*Jobs*:
1. From the excerpt on Black women in executive roles, transcribe the passage starting at "Unfortunately, according to" and ending at "ladder behind them.".
2. Render this sentence from the excerpt on Black women in executive roles into Spanish: "Unfortunately, according to Dr. Livers, in the years since the research was published, there has not been much change regarding the number of Black women in senior roles, or in the pipeline."
3. According to the excerpt on Black women in executive roles, who is the CEO of Xerox?

A little more than two years ago, The Executive Leadership Council Institute for Leadership Development & Research published the findings of its Black Women’s Research Initiative [PDF]. Executive Director Ancella Livers, Ph.D., explained, “Some of our female members noticed the numbers of black women in executive roles seemed to be fairly small. They wanted to know why.”

“We really wanted to be able to understand what’s going on, and to give some of our younger women markers on a pathway.” She continued, “Younger women have the intelligence and the skills, but not the access to the experiences of the women who went before them to guide the way.”

Unfortunately, according to Dr. Livers, in the years since the research was published, there has not been much change regarding the number of Black women in senior roles, or in the pipeline. And while she noted the importance of Ursula Burns as the CEO of Xerox, Dr. Livers said, in general, many black women perceived a lack of role models, as part of the reason why. Others suggest that black women lack strength in their strategic relationships with those in power, as another reason.

This week and throughout the month of February, The Glass Hammer will highlight some of those Black women who have achieved a high level of success in the corporate environment, who can serve as role models for the women climbing the ladder behind them.

*Data provided*:
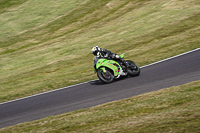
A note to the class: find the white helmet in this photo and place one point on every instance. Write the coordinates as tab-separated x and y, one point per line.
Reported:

*Answers per task*:
1.
Unfortunately, according to Dr. Livers, in the years since the research was published, there has not been much change regarding the number of Black women in senior roles, or in the pipeline. And while she noted the importance of Ursula Burns as the CEO of Xerox, Dr. Livers said, in general, many black women perceived a lack of role models, as part of the reason why. Others suggest that black women lack strength in their strategic relationships with those in power, as another reason.

This week and throughout the month of February, The Glass Hammer will highlight some of those Black women who have achieved a high level of success in the corporate environment, who can serve as role models for the women climbing the ladder behind them.

2. Lamentablemente, según la Dra. Livers, en los años transcurridos desde que se publicó la investigación, no ha habido mucho cambio en cuanto al número de mujeres negras en puestos de alto nivel, ni en la reserva de talento.

3. Ursula Burns.